* _THE PROBLEM_: Return each line of the listing below that contains the word "throughout", copying every such line in full.
⟨
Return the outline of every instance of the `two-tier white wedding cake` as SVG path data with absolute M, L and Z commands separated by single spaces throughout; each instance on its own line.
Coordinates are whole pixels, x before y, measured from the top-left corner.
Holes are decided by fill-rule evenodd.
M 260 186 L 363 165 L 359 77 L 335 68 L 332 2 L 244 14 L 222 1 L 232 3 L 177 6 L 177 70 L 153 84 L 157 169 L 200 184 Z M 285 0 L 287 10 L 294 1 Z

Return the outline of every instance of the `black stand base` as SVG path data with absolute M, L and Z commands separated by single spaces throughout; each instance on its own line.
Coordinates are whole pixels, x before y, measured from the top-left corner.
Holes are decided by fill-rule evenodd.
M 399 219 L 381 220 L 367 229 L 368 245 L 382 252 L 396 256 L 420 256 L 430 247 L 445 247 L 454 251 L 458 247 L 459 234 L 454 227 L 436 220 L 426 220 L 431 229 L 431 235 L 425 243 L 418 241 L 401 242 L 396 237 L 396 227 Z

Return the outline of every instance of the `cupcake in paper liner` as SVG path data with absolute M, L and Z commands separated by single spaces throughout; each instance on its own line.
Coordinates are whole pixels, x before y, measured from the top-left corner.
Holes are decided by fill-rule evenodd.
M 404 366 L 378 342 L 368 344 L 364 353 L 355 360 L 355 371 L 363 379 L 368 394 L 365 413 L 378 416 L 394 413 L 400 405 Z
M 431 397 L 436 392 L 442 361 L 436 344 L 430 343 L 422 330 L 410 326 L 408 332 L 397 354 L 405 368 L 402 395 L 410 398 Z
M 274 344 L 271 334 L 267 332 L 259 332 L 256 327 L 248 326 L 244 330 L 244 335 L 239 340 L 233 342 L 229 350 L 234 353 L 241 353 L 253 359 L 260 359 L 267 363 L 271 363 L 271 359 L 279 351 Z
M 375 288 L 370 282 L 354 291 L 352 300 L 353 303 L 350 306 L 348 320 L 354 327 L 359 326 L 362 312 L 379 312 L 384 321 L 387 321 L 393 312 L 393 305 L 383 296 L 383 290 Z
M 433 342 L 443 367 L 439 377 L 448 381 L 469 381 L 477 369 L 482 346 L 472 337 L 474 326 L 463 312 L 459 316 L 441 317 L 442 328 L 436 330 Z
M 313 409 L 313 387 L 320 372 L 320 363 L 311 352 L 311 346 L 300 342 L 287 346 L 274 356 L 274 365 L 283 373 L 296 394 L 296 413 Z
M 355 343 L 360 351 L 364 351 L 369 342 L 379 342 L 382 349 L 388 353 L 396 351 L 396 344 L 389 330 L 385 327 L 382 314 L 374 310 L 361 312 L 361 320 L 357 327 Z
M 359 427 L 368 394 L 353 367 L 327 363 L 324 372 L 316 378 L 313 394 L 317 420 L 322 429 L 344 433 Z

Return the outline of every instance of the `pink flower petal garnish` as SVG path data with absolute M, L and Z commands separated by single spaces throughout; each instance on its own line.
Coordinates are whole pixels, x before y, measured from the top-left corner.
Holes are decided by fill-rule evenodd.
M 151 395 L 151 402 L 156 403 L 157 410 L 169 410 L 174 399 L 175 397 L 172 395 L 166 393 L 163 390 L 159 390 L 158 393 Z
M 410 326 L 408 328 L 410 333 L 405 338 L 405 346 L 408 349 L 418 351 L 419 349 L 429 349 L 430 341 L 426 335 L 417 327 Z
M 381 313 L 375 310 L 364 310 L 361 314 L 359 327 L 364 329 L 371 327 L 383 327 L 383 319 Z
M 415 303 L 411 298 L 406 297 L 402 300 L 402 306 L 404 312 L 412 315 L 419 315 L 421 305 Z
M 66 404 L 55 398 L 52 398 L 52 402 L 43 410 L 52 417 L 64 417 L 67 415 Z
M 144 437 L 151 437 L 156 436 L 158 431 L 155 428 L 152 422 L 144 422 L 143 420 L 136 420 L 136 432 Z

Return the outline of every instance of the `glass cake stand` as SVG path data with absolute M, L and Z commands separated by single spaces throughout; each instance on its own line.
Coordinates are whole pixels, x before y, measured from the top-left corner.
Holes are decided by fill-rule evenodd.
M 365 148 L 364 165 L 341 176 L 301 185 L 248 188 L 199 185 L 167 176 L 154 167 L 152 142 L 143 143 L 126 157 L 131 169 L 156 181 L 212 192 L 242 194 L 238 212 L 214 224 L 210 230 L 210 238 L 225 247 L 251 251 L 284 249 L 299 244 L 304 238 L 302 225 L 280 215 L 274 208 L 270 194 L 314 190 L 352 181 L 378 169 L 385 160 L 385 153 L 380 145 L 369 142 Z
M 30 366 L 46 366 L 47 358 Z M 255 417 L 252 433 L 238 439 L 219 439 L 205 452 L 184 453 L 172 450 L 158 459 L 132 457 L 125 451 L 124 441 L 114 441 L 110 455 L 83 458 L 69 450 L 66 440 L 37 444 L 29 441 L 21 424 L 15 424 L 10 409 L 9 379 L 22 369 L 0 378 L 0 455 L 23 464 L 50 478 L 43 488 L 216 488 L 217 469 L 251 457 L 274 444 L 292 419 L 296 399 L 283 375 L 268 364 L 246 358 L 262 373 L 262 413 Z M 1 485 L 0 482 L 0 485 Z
⟩
* _WRITTEN SOLUTION_:
Return the outline of every instance of the `two-tier white wedding cake` as SVG path data with absolute M, L and Z commands separated by single spaces throughout; each instance on its own line.
Return the outline of every instance of the `black stand base` as SVG path data with absolute M, L and Z commands separated by single spaces throughout; each instance on its own line.
Return the outline of every instance of the `cupcake in paper liner` as SVG path data with absolute M, L and Z commands separated by single spaces throughout; each instance on its own line.
Return the outline of every instance of the `pink flower petal garnish` as SVG path data with absolute M, L and Z commands separated by single spaces throughout; each instance on its own line.
Return the outline of every instance of the `glass cake stand` as SVG path data with absolute M, L and Z commands separated by single spaces throughout; each instance on its own line.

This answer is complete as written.